::: Data to examine

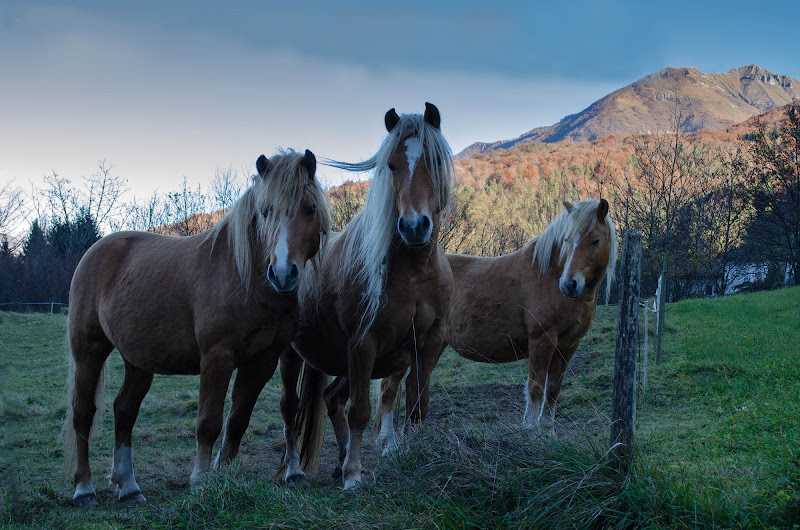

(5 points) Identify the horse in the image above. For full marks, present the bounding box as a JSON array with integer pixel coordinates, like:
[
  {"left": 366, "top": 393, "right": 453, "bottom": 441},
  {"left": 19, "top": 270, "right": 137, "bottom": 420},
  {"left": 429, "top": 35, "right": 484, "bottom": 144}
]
[
  {"left": 375, "top": 198, "right": 617, "bottom": 445},
  {"left": 278, "top": 103, "right": 454, "bottom": 489},
  {"left": 63, "top": 149, "right": 331, "bottom": 506}
]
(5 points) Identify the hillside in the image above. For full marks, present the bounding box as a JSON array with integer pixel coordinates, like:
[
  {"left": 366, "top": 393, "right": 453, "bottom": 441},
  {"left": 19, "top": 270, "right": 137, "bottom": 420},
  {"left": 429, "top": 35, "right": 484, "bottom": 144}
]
[
  {"left": 453, "top": 101, "right": 800, "bottom": 189},
  {"left": 458, "top": 65, "right": 800, "bottom": 158}
]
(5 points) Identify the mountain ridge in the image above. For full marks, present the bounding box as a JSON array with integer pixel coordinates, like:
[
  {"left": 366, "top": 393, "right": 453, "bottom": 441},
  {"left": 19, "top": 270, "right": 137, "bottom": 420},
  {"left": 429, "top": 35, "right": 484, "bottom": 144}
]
[{"left": 456, "top": 65, "right": 800, "bottom": 159}]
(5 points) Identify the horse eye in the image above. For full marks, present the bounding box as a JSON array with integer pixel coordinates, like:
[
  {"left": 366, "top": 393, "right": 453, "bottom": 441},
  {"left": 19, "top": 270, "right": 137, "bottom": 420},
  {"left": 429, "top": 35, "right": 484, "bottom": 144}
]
[
  {"left": 592, "top": 239, "right": 601, "bottom": 246},
  {"left": 388, "top": 162, "right": 396, "bottom": 172},
  {"left": 305, "top": 205, "right": 317, "bottom": 217}
]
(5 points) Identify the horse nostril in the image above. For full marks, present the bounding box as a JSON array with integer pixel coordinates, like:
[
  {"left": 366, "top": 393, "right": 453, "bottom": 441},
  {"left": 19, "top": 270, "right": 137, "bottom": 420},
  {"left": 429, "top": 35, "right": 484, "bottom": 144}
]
[
  {"left": 267, "top": 264, "right": 277, "bottom": 283},
  {"left": 288, "top": 263, "right": 299, "bottom": 282},
  {"left": 421, "top": 216, "right": 431, "bottom": 231},
  {"left": 398, "top": 217, "right": 407, "bottom": 233},
  {"left": 571, "top": 279, "right": 578, "bottom": 290}
]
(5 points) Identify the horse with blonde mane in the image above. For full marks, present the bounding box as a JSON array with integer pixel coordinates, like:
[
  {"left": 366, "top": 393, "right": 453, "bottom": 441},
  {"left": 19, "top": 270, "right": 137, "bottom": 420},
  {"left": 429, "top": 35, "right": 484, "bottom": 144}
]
[
  {"left": 376, "top": 198, "right": 617, "bottom": 444},
  {"left": 279, "top": 103, "right": 454, "bottom": 489},
  {"left": 63, "top": 149, "right": 330, "bottom": 505}
]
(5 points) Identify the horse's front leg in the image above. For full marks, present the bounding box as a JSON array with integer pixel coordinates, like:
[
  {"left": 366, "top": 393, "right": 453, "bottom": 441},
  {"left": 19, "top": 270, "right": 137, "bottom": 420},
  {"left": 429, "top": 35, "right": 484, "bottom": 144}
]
[
  {"left": 541, "top": 343, "right": 578, "bottom": 427},
  {"left": 190, "top": 351, "right": 235, "bottom": 487},
  {"left": 216, "top": 352, "right": 279, "bottom": 468},
  {"left": 341, "top": 335, "right": 377, "bottom": 490},
  {"left": 405, "top": 318, "right": 447, "bottom": 426},
  {"left": 279, "top": 347, "right": 306, "bottom": 485},
  {"left": 523, "top": 331, "right": 558, "bottom": 431}
]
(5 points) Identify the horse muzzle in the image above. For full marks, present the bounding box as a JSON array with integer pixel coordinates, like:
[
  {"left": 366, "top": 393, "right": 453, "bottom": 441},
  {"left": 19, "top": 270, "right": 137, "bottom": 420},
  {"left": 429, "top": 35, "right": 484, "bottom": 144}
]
[
  {"left": 397, "top": 214, "right": 432, "bottom": 247},
  {"left": 267, "top": 262, "right": 300, "bottom": 293},
  {"left": 559, "top": 275, "right": 585, "bottom": 298}
]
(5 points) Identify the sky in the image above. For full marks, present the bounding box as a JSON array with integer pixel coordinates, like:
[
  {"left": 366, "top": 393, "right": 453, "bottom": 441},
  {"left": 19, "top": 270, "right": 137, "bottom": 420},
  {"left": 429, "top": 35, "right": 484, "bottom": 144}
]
[{"left": 2, "top": 0, "right": 800, "bottom": 217}]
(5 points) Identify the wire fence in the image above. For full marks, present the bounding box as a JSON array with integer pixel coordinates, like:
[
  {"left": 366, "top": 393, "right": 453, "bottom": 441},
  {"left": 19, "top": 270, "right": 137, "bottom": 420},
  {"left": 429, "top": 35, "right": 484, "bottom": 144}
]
[{"left": 0, "top": 302, "right": 68, "bottom": 313}]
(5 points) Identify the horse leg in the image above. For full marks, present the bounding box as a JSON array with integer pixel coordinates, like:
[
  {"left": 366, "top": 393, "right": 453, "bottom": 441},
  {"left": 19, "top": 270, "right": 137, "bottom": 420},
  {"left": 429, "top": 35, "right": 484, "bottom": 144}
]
[
  {"left": 111, "top": 359, "right": 153, "bottom": 502},
  {"left": 541, "top": 344, "right": 578, "bottom": 428},
  {"left": 341, "top": 336, "right": 377, "bottom": 490},
  {"left": 216, "top": 353, "right": 279, "bottom": 469},
  {"left": 323, "top": 376, "right": 350, "bottom": 480},
  {"left": 405, "top": 321, "right": 447, "bottom": 426},
  {"left": 68, "top": 334, "right": 113, "bottom": 506},
  {"left": 279, "top": 348, "right": 306, "bottom": 484},
  {"left": 523, "top": 332, "right": 558, "bottom": 430},
  {"left": 190, "top": 352, "right": 235, "bottom": 487},
  {"left": 376, "top": 373, "right": 403, "bottom": 454}
]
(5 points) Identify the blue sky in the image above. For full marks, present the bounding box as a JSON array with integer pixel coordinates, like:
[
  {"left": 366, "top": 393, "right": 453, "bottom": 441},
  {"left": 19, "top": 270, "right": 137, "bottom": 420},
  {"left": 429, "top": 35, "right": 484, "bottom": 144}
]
[{"left": 2, "top": 0, "right": 799, "bottom": 203}]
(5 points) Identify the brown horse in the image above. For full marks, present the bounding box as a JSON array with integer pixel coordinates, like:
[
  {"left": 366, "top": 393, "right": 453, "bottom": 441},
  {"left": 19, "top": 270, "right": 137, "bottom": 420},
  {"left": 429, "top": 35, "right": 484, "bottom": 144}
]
[
  {"left": 279, "top": 103, "right": 454, "bottom": 489},
  {"left": 376, "top": 198, "right": 617, "bottom": 446},
  {"left": 63, "top": 149, "right": 331, "bottom": 505}
]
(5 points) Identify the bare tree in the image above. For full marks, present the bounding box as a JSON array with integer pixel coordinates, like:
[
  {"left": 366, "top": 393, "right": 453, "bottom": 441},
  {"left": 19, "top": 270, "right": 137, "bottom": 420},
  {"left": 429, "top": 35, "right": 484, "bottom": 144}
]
[
  {"left": 163, "top": 177, "right": 212, "bottom": 236},
  {"left": 210, "top": 165, "right": 244, "bottom": 214},
  {"left": 0, "top": 179, "right": 25, "bottom": 242},
  {"left": 83, "top": 160, "right": 129, "bottom": 229}
]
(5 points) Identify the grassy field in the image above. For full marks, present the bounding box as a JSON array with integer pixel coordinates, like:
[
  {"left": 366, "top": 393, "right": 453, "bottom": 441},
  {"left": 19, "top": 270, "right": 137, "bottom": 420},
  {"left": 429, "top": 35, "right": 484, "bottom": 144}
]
[{"left": 1, "top": 286, "right": 798, "bottom": 528}]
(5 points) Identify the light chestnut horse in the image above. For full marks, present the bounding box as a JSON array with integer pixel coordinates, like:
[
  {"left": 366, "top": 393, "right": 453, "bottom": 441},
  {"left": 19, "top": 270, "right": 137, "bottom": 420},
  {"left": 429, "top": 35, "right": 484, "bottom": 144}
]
[
  {"left": 376, "top": 198, "right": 617, "bottom": 447},
  {"left": 63, "top": 149, "right": 330, "bottom": 506},
  {"left": 279, "top": 103, "right": 454, "bottom": 489}
]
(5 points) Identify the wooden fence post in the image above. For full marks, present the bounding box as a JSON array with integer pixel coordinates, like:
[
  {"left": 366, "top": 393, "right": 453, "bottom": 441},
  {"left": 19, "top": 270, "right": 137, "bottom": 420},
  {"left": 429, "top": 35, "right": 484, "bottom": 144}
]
[{"left": 611, "top": 231, "right": 642, "bottom": 464}]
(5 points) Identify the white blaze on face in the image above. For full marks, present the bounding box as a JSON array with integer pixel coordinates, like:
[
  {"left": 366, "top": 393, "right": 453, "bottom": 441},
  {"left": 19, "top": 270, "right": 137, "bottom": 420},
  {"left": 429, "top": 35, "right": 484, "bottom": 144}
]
[
  {"left": 404, "top": 137, "right": 423, "bottom": 181},
  {"left": 561, "top": 240, "right": 579, "bottom": 280},
  {"left": 274, "top": 222, "right": 290, "bottom": 271}
]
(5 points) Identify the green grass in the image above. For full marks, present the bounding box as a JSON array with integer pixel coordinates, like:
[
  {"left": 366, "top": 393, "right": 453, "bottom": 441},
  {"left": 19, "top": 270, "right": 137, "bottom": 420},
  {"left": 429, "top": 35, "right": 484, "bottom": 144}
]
[{"left": 1, "top": 287, "right": 798, "bottom": 528}]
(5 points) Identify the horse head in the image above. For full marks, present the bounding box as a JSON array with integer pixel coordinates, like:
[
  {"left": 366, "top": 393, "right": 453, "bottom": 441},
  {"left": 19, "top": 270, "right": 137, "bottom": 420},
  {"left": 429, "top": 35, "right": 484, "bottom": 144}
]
[
  {"left": 558, "top": 198, "right": 613, "bottom": 298},
  {"left": 255, "top": 150, "right": 325, "bottom": 293},
  {"left": 384, "top": 103, "right": 444, "bottom": 247}
]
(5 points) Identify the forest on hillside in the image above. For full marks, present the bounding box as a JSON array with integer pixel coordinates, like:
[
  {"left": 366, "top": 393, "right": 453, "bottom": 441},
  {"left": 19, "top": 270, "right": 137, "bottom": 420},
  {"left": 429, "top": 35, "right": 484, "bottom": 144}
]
[{"left": 1, "top": 104, "right": 798, "bottom": 309}]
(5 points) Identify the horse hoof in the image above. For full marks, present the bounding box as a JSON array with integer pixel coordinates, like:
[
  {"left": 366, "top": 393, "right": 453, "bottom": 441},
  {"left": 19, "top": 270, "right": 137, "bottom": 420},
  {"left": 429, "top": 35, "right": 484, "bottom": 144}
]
[
  {"left": 73, "top": 493, "right": 98, "bottom": 507},
  {"left": 285, "top": 473, "right": 308, "bottom": 488},
  {"left": 342, "top": 477, "right": 362, "bottom": 491},
  {"left": 331, "top": 464, "right": 343, "bottom": 481},
  {"left": 118, "top": 490, "right": 146, "bottom": 503}
]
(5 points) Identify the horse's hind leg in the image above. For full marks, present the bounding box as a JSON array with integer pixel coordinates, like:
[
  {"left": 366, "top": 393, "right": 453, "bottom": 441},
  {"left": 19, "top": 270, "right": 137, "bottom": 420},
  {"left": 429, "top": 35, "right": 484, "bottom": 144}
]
[
  {"left": 217, "top": 352, "right": 279, "bottom": 468},
  {"left": 111, "top": 358, "right": 153, "bottom": 502},
  {"left": 323, "top": 376, "right": 350, "bottom": 480},
  {"left": 190, "top": 351, "right": 235, "bottom": 487},
  {"left": 68, "top": 333, "right": 113, "bottom": 506},
  {"left": 376, "top": 373, "right": 403, "bottom": 454}
]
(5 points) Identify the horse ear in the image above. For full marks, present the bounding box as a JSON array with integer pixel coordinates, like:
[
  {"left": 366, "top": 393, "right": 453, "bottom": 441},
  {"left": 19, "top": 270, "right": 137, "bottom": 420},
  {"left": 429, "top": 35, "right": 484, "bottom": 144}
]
[
  {"left": 563, "top": 201, "right": 574, "bottom": 214},
  {"left": 385, "top": 108, "right": 400, "bottom": 132},
  {"left": 256, "top": 155, "right": 270, "bottom": 179},
  {"left": 597, "top": 198, "right": 609, "bottom": 220},
  {"left": 424, "top": 102, "right": 441, "bottom": 129},
  {"left": 302, "top": 149, "right": 316, "bottom": 180}
]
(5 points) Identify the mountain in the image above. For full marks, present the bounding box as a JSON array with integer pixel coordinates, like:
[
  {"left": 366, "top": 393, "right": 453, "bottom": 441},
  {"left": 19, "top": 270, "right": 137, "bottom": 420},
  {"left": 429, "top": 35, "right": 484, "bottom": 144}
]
[{"left": 457, "top": 65, "right": 800, "bottom": 158}]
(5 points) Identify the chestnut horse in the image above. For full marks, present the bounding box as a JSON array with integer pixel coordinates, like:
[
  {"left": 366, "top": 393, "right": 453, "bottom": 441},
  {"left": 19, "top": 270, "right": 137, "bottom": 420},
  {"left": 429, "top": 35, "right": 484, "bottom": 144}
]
[
  {"left": 376, "top": 198, "right": 617, "bottom": 446},
  {"left": 63, "top": 149, "right": 330, "bottom": 505},
  {"left": 279, "top": 103, "right": 454, "bottom": 489}
]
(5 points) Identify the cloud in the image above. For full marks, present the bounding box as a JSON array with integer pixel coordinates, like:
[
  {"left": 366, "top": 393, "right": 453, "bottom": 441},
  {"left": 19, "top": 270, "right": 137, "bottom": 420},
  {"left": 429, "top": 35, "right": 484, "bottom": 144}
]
[{"left": 0, "top": 4, "right": 617, "bottom": 200}]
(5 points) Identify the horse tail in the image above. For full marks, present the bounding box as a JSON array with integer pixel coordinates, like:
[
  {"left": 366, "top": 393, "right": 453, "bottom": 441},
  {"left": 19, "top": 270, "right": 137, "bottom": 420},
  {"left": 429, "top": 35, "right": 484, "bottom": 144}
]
[
  {"left": 62, "top": 341, "right": 108, "bottom": 480},
  {"left": 296, "top": 363, "right": 329, "bottom": 473}
]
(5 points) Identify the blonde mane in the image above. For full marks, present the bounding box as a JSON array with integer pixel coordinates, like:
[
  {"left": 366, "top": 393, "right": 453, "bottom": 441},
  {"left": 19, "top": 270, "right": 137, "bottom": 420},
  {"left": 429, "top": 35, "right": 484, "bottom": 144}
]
[
  {"left": 530, "top": 198, "right": 618, "bottom": 300},
  {"left": 211, "top": 149, "right": 330, "bottom": 298},
  {"left": 322, "top": 112, "right": 454, "bottom": 338}
]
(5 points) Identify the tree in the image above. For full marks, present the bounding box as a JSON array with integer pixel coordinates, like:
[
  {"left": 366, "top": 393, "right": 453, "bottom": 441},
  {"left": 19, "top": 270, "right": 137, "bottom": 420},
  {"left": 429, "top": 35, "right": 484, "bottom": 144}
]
[
  {"left": 0, "top": 179, "right": 25, "bottom": 243},
  {"left": 745, "top": 104, "right": 800, "bottom": 285}
]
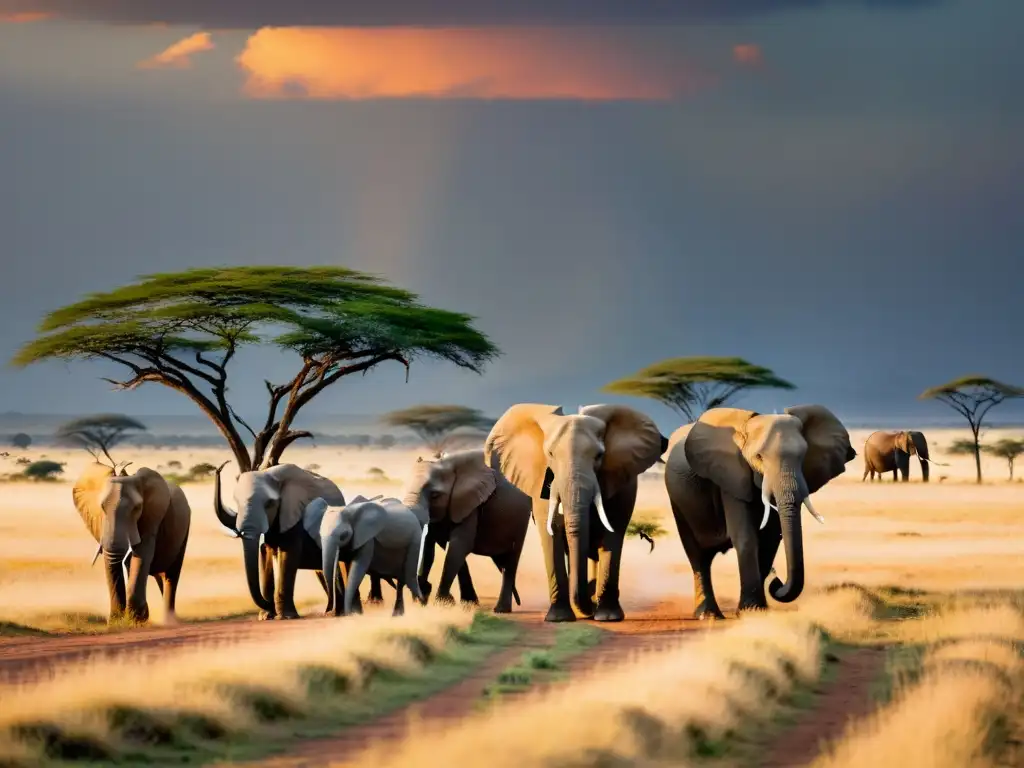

::::::

▶ **Work to be completed**
Going through the entries above, show each line that contains "mountain".

▶ **Response below**
(5 points) Identify the mountain ridge in the image above. For full marks, present the bounding box as a JSON array with integer pixel coordinates, like:
(5 points) Identify the mountain in the image above. For full marks, present the bounding box as a JSON array with integer pixel coordinates, like:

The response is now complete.